Texto proporcionado:
Para Norma Rodríguez, éste ha sido el tercer año de convivencia estival con Zeinabu y Buchra. Por eso afronta el momento de la despedida con tristeza y añoranza por un próximo reencuentro. «Son un hijo y una hija más», sostiene sin vacilación.
También los niños comparten afectos y apego por esta tierra. Y aunque «ellos están muy bien aquí, tienen muchas ganas de volver a su país porque en él tienen a su familia y para ellos es lo más importante».
Susana Solís, otra de las madres de acogida, lo refrenda. «No les importa lo material que puedan tener en España, todos deberíamos tomar ejemplo de ellos». La cantante infantil, que participó en la fiesta de despedida que tuvo lugar ayer en el restaurante Savannah, explicó que tener acogida una niña del Sáhara le ha permitido conocer «más a fondo su problemática». Estos dos meses, resume, «han sido inolvidables. A nivel personal me ha llenado la vida. La niña me ha dado más que yo a ella. Me ha cambiado la forma de ver las cosas».
María José Sánchez lamenta que «sólo puedan venir niños hasta los doce años» al tiempo que proponía que «se busquen alternativas para que los padres podamos ir a verlos allí, ya que en la actualidad el viaje al Sáhara es muy caro».
Norma, Susana y María José son sólo dos ejemplos de la alegría que han los 337 niños saharauis que han pasado los meses de julio y agosto en el Principado con el programa 'Vacaciones en paz' han llevado a decenas de hogares asturianos. 65 de esos niños disfrutaron del verano en Gijón. Este programa -que lleva realizándose desde 1994- ha conseguido en los tres últimos años triplicar el número de acogidas, explicó la coordinadora de la iniciativa. María José Ramos destacó que muchos de los niños vuelven al desierto con gafas, o tras haber recibido tratamiento médico.

Ejercicio:
Responde a estas preguntas según el texto sobre los niños saharauis.
1. ¿Qué año de convivencia estival con Zeinabu y Buchra ha sido éste para Norma Rodríguez?
2. ¿En qué restaurante se celebró la fiesta de despedida?
3. ¿Desde qué año se realiza el programa 'Vacaciones en paz'?

Datos almacenados:

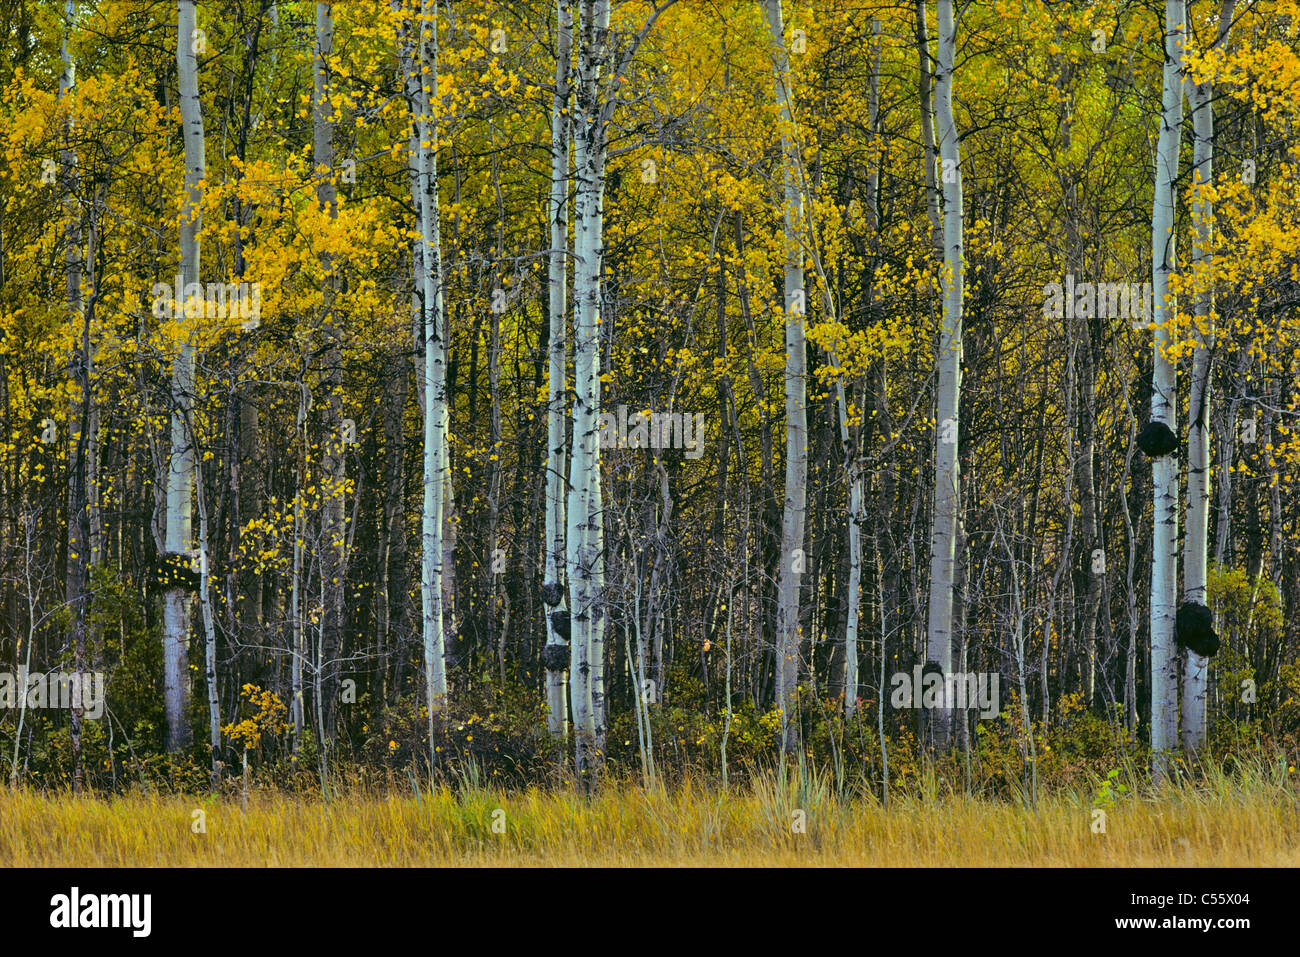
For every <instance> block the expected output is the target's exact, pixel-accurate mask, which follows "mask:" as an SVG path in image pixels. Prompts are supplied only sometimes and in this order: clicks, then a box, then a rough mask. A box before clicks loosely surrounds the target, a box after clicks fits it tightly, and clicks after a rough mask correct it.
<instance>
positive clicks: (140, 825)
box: [0, 765, 1300, 867]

Respuesta:
1. El tercero.
2. En el restaurante Savannah.
3. Desde 1994.